§ SOURCE TEXT
____

It is interesting to me that, in a game designed to encourage creativity and experimentation with design, the first instinct of many fans is to limit their focus. Limitations breed creativity, after all, and there is excitement to be had in creating an entire island for the sake of a specific vision. The conceptualisation of various aesthetics in online spaces, when applied to New Horizons specifically, can therefore provide a convenient sense of direction to a player that might be unsure of either what they want out of their island, or how they might go about achieving their goals.
That being said, there is also a significant part of me that wishes for a less prescriptive approach from the wider New Horizons community. After all, part of the appeal of New Horizons is its unmatched capacity for customisation. Clinging excessively to preconceived notions of what should and should not go together (what furniture, what villagers, what flowers, what shapes of rivers) is a sure-fire way to kill any joy you might have had in exploration and creating something on your own terms. One too many people have asked me about what I am “going for” with my island, or what my island’s aesthetic is, for me to let this go that easily. I’m not “going for” anything! I resent the assumption that to get joy out of this game, I must approach it with the intent that goes beyond blind experimentation and following my own creative whims! There is nothing in the rulebook that says you must have direction in the way you put your island together, and that’s because there was never any rulebook to begin with.

____

§ WHAT IS REQUIRED
In the passage about New Horizons, what have one too many people asked the writer about their island? Answer using only the information in the passage about New Horizons.

(Extracted records)
____

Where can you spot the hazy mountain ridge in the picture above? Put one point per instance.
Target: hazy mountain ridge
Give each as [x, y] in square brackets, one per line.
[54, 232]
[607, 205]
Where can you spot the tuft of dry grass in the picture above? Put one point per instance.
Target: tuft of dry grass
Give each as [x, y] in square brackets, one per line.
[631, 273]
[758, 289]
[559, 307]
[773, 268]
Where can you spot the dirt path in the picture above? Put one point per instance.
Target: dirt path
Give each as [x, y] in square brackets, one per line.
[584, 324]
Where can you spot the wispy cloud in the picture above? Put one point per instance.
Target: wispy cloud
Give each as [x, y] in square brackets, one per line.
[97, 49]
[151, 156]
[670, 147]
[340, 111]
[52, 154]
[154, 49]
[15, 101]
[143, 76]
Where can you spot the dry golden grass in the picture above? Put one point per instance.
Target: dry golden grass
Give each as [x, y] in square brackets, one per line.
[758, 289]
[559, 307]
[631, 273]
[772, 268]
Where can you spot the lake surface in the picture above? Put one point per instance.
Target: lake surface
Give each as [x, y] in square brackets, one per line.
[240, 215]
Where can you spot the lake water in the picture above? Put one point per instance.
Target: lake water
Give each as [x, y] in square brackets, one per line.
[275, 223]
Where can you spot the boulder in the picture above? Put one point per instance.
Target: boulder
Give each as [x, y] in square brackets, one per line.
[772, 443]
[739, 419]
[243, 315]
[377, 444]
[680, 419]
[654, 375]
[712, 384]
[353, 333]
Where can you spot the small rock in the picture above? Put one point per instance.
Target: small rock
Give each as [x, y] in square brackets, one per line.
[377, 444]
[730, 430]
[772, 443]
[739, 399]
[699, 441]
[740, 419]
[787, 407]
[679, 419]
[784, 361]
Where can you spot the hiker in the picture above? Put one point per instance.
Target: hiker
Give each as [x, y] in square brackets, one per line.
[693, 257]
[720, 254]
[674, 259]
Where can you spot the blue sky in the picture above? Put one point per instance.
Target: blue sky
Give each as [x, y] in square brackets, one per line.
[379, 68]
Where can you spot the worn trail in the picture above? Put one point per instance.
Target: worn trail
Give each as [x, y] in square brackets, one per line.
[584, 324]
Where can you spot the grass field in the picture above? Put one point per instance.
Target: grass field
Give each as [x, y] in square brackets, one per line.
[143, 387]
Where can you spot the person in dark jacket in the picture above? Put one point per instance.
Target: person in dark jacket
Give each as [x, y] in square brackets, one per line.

____

§ EXERCISE SOLUTION
They have asked what the writer is "going for" with the island, or what the island's aesthetic is.